## Source:
=-=-=

Moving From Self-Doubt to Self-Advocacy: Understanding Self-Awareness
I was recently told by someone close to me that they often worried that I looked disappointed in situations or conversations. It caught me completely off guard as it was so far removed from what I felt was really happening on the inside. Appears my levels of self-awareness are still a work in progress.
Which is why I’m sitting here writing this article, fresh from being reminded how important this topic is.
So let’s start with the word itself – ‘self-awareness’. What does it actually mean?
At its simplest, awareness is noticing what is happening around us – the context, the environment, and the behaviours of others. Self-awareness builds on this by turning that attention inwards. It is about noticing ourselves within the experience – our thoughts, emotions, motivations, strengths, and blind spots, as well as the effect our behaviour has on other people.

=-=-=

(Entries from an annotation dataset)
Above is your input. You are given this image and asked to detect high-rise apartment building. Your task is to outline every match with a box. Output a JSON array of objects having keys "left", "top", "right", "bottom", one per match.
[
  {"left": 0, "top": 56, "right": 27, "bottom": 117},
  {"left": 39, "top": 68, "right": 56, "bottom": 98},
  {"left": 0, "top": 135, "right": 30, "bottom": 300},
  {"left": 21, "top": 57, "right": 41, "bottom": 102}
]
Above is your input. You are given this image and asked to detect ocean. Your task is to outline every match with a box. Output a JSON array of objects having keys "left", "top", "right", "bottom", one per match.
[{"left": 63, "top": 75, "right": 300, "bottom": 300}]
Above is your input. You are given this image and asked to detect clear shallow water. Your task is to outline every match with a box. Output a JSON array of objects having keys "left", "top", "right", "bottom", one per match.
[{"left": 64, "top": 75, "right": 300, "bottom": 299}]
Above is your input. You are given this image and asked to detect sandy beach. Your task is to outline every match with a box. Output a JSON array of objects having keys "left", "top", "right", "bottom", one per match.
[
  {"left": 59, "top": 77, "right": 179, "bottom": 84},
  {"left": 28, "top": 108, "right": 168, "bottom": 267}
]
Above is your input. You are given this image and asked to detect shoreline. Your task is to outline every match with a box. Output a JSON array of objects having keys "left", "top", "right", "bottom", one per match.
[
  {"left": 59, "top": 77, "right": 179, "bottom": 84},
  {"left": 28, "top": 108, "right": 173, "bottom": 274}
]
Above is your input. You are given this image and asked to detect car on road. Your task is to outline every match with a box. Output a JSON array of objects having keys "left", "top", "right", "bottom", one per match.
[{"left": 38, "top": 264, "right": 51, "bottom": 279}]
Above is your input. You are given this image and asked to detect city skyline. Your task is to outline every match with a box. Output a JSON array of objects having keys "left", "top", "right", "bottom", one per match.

=-=-=

## Directions:
1 – Condense the paragraph in the self-awareness article that begins "At its simplest" into a short bulleted list that keeps its main facts.
2 – From the self-awareness article, set down word for word the part that opens with the words containing "So let’s start" and closes with "on other people.".

## Answers per task:
1 –
- Awareness means noticing what goes on around us: the context, the environment, and how others behave.
- Self-awareness turns that attention inward.
- It means noticing ourselves within the experience: our thoughts, emotions, motivations, strengths, and blind spots.
- It also means noticing how our behavior affects other people.

2 –
So let’s start with the word itself – ‘self-awareness’. What does it actually mean?
At its simplest, awareness is noticing what is happening around us – the context, the environment, and the behaviours of others. Self-awareness builds on this by turning that attention inwards. It is about noticing ourselves within the experience – our thoughts, emotions, motivations, strengths, and blind spots, as well as the effect our behaviour has on other people.